- Brief:
Count the lines of the data below that include the string "white", and provide nothing but the result.

┄┄┄┄┄┄┄┄┄┄

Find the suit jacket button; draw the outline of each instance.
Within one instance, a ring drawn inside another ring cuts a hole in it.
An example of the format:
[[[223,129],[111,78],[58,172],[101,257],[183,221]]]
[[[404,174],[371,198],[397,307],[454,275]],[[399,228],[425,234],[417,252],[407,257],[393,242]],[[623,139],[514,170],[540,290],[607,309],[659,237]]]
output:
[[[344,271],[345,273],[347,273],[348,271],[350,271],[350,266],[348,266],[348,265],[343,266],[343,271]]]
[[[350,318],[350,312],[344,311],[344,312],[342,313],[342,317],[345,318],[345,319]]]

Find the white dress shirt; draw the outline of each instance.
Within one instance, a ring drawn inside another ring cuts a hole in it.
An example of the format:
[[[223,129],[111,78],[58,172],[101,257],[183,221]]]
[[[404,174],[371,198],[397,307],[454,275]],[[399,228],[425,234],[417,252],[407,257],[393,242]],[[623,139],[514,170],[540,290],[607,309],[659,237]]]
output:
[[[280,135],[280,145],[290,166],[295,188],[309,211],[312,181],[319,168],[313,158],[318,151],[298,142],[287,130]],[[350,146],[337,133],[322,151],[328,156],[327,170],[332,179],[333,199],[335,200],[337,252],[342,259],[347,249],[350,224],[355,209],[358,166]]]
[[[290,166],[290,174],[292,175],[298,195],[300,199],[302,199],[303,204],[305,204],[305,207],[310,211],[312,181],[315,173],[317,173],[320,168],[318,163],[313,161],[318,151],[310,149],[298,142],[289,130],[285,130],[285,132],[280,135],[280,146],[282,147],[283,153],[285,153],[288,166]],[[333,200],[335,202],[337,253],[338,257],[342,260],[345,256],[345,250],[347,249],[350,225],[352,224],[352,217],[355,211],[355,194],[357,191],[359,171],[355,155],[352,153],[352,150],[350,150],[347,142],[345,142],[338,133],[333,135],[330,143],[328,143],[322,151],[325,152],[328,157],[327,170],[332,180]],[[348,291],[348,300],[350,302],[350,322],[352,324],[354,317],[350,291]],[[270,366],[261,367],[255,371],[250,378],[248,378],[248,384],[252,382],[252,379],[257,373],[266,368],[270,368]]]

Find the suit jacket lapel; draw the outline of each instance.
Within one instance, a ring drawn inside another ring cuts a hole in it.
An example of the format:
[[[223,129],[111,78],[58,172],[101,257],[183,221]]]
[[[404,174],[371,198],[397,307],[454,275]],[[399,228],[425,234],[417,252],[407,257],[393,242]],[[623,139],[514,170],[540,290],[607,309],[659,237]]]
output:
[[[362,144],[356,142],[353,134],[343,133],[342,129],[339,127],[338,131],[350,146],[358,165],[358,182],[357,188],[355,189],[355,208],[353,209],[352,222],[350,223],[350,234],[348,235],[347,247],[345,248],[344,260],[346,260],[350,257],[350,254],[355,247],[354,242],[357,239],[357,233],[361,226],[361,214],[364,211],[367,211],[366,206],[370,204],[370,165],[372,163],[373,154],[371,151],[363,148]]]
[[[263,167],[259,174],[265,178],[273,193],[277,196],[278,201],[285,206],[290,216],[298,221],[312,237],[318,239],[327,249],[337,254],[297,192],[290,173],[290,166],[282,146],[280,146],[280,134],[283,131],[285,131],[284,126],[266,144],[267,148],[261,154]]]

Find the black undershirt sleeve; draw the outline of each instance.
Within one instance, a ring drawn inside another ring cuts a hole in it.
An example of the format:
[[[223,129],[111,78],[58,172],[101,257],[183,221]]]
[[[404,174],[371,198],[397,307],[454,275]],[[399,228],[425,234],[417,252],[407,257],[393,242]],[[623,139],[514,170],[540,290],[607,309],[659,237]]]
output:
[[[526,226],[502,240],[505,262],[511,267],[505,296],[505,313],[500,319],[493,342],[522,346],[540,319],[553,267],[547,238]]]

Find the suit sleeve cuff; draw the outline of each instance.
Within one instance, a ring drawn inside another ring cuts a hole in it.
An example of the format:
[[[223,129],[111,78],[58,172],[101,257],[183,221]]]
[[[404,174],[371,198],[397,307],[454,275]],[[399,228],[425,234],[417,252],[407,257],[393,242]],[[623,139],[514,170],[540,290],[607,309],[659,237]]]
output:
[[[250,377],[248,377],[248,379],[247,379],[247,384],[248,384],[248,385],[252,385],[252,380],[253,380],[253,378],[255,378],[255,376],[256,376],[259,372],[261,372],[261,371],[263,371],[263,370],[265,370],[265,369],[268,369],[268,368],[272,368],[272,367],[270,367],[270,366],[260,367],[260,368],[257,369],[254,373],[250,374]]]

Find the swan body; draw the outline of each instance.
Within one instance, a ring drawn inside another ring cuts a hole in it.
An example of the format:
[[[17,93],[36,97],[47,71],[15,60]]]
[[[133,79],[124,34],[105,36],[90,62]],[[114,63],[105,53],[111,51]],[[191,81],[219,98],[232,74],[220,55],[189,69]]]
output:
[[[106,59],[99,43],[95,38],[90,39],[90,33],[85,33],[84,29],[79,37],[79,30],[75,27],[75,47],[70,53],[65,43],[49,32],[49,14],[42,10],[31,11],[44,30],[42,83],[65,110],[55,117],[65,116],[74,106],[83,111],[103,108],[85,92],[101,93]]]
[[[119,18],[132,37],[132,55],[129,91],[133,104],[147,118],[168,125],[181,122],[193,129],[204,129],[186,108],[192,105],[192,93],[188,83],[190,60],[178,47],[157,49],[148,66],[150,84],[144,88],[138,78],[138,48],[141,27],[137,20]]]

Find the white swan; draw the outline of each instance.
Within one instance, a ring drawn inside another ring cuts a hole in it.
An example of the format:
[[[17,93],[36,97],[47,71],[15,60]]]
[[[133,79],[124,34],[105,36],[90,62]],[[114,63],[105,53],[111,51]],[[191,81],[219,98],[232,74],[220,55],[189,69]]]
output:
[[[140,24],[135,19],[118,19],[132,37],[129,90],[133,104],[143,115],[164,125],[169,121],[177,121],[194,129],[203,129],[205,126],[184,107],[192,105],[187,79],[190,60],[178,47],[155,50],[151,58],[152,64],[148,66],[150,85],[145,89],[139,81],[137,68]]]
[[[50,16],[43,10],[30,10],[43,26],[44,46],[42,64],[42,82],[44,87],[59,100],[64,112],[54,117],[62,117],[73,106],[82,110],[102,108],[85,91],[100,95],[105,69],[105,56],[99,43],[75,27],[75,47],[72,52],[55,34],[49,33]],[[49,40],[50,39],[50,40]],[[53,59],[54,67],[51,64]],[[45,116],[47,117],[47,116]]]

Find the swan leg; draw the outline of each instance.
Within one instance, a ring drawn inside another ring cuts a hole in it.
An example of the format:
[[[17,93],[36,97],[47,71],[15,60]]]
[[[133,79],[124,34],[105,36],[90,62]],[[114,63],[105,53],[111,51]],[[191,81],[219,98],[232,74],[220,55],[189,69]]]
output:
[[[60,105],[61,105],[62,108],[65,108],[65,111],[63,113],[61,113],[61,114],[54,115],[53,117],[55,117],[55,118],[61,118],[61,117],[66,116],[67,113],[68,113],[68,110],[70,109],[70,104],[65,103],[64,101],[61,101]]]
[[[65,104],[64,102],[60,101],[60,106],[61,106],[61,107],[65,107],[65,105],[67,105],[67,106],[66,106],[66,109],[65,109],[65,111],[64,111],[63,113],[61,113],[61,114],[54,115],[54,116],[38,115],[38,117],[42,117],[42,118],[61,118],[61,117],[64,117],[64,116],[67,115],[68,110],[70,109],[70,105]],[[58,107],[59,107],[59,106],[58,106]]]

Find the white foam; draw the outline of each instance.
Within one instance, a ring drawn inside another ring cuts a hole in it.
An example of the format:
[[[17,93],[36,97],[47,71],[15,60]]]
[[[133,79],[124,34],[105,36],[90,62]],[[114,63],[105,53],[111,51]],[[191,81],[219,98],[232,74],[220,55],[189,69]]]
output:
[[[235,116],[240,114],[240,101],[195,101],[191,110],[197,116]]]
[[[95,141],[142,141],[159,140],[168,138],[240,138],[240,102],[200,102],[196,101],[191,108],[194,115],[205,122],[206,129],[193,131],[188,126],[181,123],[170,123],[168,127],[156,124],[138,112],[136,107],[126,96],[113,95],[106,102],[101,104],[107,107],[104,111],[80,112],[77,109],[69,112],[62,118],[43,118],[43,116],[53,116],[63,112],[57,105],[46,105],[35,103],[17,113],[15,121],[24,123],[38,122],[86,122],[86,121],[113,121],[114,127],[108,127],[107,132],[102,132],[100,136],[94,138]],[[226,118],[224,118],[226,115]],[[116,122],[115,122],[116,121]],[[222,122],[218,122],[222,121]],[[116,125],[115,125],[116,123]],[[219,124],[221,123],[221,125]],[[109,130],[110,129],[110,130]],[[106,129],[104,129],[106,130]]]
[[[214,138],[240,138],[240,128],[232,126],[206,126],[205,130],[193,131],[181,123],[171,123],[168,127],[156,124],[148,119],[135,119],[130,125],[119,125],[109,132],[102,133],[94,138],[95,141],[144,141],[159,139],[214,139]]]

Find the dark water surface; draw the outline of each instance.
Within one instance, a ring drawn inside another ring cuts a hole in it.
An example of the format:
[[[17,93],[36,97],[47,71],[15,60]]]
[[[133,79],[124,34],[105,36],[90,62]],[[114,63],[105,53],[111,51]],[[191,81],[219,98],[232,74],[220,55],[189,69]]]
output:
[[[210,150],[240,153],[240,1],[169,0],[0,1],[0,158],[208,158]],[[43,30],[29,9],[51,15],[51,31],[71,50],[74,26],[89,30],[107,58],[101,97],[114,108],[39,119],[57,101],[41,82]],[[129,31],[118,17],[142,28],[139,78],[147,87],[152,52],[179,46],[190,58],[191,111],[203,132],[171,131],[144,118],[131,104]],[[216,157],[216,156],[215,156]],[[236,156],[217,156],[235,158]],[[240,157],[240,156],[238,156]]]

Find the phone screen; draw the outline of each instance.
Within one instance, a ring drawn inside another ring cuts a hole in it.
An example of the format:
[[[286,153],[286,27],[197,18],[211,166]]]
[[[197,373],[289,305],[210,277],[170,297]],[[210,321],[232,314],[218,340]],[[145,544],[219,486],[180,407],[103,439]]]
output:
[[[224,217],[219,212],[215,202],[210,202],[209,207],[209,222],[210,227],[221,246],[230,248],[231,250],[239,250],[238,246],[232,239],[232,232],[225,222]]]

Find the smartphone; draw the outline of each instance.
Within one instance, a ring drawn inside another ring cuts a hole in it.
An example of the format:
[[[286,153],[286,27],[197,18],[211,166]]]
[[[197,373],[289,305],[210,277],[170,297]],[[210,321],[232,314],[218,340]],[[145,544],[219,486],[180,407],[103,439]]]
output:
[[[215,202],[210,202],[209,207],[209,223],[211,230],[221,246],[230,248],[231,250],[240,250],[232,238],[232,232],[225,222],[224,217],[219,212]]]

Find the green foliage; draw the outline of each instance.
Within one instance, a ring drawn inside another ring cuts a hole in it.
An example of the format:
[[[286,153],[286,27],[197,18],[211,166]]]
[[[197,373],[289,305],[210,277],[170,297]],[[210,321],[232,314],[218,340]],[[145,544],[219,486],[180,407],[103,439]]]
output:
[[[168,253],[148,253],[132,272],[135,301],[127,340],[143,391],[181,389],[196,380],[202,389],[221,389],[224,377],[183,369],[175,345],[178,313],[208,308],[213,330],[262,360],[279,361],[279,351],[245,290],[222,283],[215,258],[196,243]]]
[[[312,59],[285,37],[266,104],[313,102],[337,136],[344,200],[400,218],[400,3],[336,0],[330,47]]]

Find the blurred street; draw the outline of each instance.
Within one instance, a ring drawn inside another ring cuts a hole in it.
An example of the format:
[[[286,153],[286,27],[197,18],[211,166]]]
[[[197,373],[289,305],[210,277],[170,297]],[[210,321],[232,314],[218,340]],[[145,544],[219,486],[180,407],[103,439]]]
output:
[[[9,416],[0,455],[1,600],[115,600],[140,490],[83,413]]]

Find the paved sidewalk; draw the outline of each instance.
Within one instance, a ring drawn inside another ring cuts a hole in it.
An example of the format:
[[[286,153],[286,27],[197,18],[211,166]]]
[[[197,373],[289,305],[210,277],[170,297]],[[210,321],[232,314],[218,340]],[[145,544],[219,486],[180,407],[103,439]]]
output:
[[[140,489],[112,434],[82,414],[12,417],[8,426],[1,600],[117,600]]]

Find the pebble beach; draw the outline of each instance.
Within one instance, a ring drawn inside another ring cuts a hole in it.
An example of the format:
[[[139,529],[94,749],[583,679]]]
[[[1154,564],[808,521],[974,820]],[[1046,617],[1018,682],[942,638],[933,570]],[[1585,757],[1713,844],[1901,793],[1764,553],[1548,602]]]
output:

┄┄┄┄┄┄┄┄┄┄

- Written response:
3